# Instructions for the task
Render the listing below as a numbered list, leaving out any blank lines.

# Data records
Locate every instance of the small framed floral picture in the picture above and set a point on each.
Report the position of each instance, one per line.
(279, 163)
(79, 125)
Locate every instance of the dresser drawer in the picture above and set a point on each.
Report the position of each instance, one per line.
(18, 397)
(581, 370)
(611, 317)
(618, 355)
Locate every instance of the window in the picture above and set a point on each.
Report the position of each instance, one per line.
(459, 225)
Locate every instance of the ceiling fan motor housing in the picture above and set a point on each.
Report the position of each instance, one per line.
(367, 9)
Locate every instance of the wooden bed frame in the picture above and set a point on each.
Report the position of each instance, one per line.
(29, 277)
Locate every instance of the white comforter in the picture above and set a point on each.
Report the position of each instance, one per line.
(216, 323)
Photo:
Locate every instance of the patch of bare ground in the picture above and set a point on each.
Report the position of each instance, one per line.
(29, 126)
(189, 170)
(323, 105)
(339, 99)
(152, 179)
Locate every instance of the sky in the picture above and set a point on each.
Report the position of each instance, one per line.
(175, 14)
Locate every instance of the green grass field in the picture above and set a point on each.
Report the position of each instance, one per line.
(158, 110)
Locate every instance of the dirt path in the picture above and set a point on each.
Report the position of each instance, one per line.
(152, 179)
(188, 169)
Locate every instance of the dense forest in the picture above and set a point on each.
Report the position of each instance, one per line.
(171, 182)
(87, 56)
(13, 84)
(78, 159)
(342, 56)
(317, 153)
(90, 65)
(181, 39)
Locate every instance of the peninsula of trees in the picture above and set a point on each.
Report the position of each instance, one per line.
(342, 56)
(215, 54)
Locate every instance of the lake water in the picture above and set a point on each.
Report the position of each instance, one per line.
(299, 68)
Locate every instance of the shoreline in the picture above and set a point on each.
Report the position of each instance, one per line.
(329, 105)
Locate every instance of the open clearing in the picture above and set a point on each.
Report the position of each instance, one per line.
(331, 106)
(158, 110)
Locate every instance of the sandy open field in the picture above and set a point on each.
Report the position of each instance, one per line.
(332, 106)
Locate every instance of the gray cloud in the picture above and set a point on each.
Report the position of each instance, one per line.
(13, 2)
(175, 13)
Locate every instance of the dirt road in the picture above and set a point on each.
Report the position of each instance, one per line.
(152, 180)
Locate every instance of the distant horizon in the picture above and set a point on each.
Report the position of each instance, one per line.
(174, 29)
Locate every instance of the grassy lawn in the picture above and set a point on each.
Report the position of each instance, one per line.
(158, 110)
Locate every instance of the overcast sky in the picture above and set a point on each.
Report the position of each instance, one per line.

# Output
1. Locate every instance of the small framed floral picture in the picture above and set a point on each.
2. Report the position of each instance, one per line.
3. (279, 163)
4. (79, 125)
5. Locate every instance of the dresser drawer in the picture above and set a point on each.
6. Report the position of each instance, one per line.
7. (18, 397)
8. (581, 370)
9. (611, 317)
10. (618, 355)
11. Locate every instance of the window in the picture above and set a point on each.
12. Report the position of each instance, one per line.
13. (459, 225)
14. Locate every instance of the ceiling fan motor housing in the picture above and set a point on each.
15. Report the position of each instance, one per line.
16. (367, 9)
17. Locate every instance of the wooden bed frame in the picture above and set a point on each.
18. Report the position of each instance, one per line.
19. (29, 277)
20. Locate every instance of the white comforter in the picture above and set a point on each.
21. Report the position of each instance, one per line.
22. (216, 323)
23. Photo:
24. Locate every instance of the patch of bare ground in the picture above and set a point on each.
25. Report the position of each instance, one per line.
26. (29, 126)
27. (189, 170)
28. (323, 105)
29. (339, 99)
30. (152, 179)
31. Locate every instance of the sky in the picture above and set a point on each.
32. Report the position of each instance, one per line.
33. (175, 14)
34. Locate every instance of the green grass field in the picture above and set a point on each.
35. Report the position of each instance, one per line.
36. (158, 110)
37. Locate every instance of the dirt path in the picture above and set a point on each.
38. Report the position of each instance, one per line.
39. (152, 179)
40. (188, 169)
41. Locate every instance of the dense forest in the picture above and set a point on each.
42. Report the position of each instance, one per line.
43. (171, 182)
44. (87, 56)
45. (13, 84)
46. (78, 159)
47. (342, 56)
48. (317, 153)
49. (90, 65)
50. (181, 39)
51. Locate every instance of the peninsula of trees in the picture above and set a point on each.
52. Report the position of each instance, one per line.
53. (342, 56)
54. (215, 54)
55. Locate every instance of the lake water in the picture above and set a point on each.
56. Report the position of each instance, one per line.
57. (299, 68)
58. Locate every instance of the shoreline in the picture above and set a point on each.
59. Report the position of each instance, one per line.
60. (329, 105)
61. Locate every instance of the open clearing in the picture above and set a point on each.
62. Report the position of each instance, one per line.
63. (331, 106)
64. (158, 110)
65. Locate every instance of the sandy open field in the picture above and set a point on each.
66. Report the position of each instance, one per line.
67. (332, 106)
68. Locate every instance of the gray cloud in the picture above and set a point on each.
69. Report the position of each instance, one per line.
70. (13, 2)
71. (175, 13)
72. Locate every instance of the dirt road in the picture above and set a point on each.
73. Report the position of each instance, one per line.
74. (152, 180)
75. Locate every instance of the distant horizon in the picture above and set a point on each.
76. Report the position of each instance, one per line.
77. (174, 29)
78. Locate every instance of the grassy lawn in the picture above and set a point on each.
79. Report the position of each instance, one per line.
80. (158, 110)
81. Locate every instance of the overcast sky in the picture above and set a point on each.
82. Report the position of each instance, one per line.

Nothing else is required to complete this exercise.